_Short problem_
Show every line of the lines below that contains the string "Each", matching case exactly.

(begin)

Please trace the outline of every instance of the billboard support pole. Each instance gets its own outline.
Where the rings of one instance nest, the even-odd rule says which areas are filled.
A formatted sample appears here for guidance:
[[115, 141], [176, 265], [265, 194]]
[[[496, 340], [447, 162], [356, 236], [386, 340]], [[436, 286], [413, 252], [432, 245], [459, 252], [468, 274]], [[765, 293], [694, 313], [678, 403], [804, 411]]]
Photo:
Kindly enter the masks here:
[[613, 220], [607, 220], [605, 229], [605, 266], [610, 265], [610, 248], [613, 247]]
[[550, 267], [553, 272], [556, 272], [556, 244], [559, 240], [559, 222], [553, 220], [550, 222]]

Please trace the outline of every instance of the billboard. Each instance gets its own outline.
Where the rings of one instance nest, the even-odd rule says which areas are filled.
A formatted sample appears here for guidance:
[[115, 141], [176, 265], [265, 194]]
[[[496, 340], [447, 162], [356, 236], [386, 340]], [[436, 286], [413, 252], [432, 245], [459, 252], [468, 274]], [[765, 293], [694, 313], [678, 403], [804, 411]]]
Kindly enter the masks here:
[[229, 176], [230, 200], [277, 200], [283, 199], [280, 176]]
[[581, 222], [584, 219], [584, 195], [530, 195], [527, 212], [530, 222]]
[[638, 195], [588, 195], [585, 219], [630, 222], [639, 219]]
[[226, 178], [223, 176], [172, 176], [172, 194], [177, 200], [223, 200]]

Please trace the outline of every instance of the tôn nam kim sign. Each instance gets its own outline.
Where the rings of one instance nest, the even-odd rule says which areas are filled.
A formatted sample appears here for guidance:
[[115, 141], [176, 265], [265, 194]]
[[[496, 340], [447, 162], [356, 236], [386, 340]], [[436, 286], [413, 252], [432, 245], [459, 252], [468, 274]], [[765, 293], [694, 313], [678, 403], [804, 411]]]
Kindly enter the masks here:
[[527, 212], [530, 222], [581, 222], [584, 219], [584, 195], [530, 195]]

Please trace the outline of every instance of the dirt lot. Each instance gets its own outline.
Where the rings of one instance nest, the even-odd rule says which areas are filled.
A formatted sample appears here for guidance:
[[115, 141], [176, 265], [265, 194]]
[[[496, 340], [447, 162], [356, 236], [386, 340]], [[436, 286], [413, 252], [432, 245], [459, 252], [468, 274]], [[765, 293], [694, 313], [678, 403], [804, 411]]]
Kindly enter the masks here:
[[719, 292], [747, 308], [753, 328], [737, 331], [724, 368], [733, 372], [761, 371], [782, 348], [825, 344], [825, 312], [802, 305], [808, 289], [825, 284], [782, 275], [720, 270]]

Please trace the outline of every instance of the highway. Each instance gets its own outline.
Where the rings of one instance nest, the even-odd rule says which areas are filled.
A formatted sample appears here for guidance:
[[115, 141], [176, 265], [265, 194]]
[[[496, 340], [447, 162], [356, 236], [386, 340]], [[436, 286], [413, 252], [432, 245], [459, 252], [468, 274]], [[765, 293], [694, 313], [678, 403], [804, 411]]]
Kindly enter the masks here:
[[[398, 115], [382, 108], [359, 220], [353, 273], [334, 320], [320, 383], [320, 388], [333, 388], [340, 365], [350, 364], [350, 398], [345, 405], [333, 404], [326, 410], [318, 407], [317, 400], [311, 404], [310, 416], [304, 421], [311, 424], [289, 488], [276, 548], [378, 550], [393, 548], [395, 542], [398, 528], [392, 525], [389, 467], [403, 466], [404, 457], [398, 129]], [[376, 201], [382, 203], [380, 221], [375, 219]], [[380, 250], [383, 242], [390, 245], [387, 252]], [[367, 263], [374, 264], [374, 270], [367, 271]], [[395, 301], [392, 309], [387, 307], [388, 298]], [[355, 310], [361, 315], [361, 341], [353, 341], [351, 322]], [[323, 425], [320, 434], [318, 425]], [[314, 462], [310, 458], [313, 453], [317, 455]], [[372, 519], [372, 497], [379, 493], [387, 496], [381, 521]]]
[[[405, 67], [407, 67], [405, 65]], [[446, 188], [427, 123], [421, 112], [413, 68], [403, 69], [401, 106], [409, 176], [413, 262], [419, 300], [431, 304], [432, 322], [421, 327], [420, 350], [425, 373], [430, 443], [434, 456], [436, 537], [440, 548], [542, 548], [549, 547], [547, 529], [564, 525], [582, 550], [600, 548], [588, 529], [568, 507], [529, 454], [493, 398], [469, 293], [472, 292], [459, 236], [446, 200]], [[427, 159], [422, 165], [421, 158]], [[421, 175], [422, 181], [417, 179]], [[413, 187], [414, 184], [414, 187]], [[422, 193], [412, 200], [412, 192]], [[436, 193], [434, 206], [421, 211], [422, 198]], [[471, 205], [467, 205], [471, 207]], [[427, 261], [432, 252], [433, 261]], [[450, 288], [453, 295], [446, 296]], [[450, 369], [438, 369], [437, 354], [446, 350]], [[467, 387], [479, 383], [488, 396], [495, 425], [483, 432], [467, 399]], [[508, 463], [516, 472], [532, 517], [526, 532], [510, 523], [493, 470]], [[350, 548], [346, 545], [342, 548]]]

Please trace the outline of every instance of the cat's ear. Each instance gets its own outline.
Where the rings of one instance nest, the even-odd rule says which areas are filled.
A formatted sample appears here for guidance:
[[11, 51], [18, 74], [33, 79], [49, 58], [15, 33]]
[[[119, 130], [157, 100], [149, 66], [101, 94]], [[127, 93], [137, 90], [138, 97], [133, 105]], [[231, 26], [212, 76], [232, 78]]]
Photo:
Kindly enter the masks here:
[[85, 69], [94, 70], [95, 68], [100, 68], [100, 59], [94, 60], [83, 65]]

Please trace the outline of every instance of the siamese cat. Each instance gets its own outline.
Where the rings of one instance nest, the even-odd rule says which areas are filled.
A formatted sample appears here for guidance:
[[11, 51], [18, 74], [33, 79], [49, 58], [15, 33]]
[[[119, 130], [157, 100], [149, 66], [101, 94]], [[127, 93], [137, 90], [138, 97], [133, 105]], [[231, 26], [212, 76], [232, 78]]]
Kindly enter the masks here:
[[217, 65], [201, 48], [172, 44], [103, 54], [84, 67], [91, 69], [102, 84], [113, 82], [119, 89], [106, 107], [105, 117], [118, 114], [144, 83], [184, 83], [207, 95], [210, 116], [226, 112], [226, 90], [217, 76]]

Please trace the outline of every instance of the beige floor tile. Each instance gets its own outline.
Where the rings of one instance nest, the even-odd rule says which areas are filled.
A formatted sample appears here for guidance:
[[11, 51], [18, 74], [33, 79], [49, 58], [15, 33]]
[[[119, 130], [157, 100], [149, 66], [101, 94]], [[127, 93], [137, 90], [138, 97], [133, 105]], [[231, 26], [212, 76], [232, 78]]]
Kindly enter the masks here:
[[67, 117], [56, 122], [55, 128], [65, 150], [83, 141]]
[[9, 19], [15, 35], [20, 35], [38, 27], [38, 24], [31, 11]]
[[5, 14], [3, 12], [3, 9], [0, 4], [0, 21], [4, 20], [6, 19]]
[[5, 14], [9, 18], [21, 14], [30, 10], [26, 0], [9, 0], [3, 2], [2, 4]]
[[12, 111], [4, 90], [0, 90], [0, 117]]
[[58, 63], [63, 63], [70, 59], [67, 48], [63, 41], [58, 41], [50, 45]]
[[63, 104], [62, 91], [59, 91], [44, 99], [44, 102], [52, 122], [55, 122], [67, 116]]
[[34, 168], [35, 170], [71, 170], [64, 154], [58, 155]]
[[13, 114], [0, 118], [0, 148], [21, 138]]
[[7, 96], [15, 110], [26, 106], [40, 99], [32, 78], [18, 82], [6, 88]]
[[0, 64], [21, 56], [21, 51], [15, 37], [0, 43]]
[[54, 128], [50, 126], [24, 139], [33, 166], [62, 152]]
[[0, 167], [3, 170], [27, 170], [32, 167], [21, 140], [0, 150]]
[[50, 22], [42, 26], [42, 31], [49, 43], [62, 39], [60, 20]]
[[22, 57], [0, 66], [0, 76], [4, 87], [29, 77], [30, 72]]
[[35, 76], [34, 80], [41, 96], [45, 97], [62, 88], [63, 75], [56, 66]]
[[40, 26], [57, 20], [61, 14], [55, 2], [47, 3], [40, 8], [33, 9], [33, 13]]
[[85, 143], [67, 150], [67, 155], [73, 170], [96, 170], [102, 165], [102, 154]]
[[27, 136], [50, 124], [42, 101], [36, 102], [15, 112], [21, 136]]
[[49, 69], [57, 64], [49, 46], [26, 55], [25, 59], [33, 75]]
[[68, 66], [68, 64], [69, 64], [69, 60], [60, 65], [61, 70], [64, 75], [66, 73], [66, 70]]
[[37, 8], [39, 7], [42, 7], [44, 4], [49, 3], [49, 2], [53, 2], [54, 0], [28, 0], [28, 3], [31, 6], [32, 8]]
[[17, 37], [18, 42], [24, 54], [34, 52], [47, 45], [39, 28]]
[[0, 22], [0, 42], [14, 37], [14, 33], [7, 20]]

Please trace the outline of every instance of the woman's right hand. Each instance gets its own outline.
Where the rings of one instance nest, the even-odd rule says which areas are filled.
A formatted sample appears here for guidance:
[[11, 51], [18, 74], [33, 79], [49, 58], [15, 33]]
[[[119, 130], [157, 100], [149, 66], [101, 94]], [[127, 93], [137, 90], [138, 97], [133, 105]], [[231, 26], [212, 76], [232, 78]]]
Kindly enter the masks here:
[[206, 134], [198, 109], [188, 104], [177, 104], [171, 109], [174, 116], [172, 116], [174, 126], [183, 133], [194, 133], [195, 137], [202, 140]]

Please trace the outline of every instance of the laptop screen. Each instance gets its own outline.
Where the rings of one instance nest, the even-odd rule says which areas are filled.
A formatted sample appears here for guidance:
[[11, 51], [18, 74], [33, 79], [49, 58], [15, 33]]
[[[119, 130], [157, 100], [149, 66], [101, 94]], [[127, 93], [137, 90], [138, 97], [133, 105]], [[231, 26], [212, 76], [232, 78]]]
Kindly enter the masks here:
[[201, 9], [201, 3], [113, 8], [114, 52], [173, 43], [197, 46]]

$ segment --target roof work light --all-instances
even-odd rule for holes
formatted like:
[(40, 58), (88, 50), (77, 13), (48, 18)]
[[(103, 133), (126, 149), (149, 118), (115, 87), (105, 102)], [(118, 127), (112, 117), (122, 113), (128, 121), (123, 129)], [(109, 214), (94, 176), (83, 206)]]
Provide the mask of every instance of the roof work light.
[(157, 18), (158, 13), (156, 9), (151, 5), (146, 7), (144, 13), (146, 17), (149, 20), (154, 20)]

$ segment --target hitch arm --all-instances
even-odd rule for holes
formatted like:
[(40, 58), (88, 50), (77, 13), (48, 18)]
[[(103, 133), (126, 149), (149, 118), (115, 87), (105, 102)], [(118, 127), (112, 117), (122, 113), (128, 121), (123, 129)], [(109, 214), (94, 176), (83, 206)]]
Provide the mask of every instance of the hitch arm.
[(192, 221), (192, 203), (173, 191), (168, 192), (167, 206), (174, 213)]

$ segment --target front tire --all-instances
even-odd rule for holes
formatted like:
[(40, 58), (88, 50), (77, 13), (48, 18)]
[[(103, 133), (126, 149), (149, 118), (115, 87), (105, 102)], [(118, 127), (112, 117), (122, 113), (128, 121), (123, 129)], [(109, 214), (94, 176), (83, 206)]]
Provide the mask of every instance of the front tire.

(end)

_Exercise response_
Please trace the outline of every instance of the billboard support pole. Each instance gets its own outline.
Please trace the outline of every instance of the billboard. Each instance gets its own outline.
Please trace the outline of every instance of the tôn nam kim sign. Each instance gets its own outline.
Please trace the outline of every instance of the dirt lot. Each instance gets its own outline.
Please trace the outline of every instance of the highway. Each instance gets its own outline.
Please trace the outline of every instance of the cat's ear. Each instance gets its own outline.
Please trace the outline of every instance of the siamese cat. Each instance gets its own outline.
Please trace the outline of every instance of the beige floor tile. Each instance gets its own outline.
Please trace the outline of every instance of the woman's right hand. Each instance gets its own outline.
Please trace the outline of every instance of the laptop screen. Each instance gets its own outline.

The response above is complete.